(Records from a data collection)
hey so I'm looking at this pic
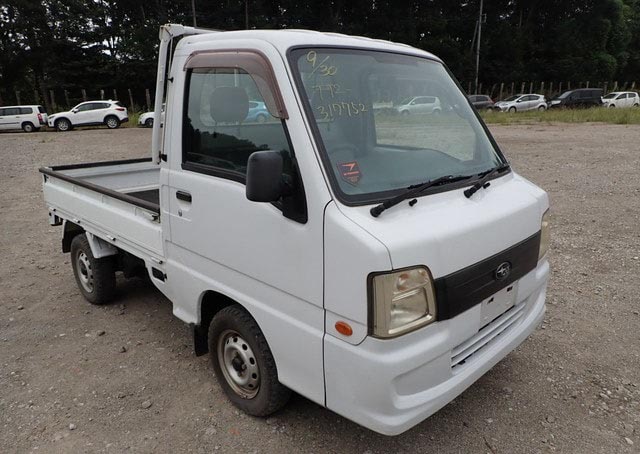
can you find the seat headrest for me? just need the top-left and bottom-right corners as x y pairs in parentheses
(209, 86), (249, 123)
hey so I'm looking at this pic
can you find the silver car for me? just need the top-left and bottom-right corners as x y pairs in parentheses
(494, 94), (547, 113)
(396, 96), (442, 115)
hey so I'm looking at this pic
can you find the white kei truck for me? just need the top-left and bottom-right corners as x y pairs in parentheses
(40, 24), (550, 435)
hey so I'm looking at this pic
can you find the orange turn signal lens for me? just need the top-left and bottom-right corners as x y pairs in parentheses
(335, 321), (353, 336)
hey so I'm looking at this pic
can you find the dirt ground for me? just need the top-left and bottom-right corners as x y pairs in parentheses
(1, 124), (639, 453)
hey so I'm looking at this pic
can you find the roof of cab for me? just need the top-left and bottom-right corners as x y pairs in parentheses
(180, 28), (441, 62)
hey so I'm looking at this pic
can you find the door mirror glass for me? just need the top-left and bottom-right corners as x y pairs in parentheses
(246, 151), (284, 202)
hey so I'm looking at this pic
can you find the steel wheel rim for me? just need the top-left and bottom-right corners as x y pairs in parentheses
(76, 251), (94, 293)
(107, 118), (118, 128)
(24, 124), (33, 132)
(217, 329), (260, 399)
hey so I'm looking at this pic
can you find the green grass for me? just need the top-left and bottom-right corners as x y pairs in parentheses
(480, 107), (640, 125)
(123, 111), (141, 128)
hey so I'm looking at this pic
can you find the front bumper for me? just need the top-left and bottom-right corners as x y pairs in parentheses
(324, 259), (549, 435)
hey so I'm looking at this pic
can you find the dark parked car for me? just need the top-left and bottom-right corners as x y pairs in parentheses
(468, 94), (495, 110)
(548, 88), (603, 108)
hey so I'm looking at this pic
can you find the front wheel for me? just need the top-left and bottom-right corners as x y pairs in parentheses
(208, 305), (291, 416)
(144, 118), (153, 128)
(70, 234), (116, 305)
(105, 116), (121, 129)
(538, 105), (546, 111)
(509, 106), (517, 113)
(55, 118), (71, 132)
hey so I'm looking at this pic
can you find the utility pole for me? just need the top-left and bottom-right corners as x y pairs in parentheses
(474, 0), (484, 94)
(192, 0), (197, 27)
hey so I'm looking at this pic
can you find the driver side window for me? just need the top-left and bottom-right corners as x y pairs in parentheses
(182, 68), (294, 183)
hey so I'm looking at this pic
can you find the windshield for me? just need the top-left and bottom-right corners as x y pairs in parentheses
(603, 93), (617, 99)
(290, 48), (504, 203)
(503, 95), (520, 102)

§ Task item: With the line containing "can you find the windshield" as the first and the last line above as the final one, copy those lines exactly and no others.

§ Reply to the exercise:
can you find the windshield for me? just need the top-left and bottom-right corners as x y pairs in parentheses
(603, 93), (617, 99)
(290, 48), (504, 203)
(503, 95), (520, 102)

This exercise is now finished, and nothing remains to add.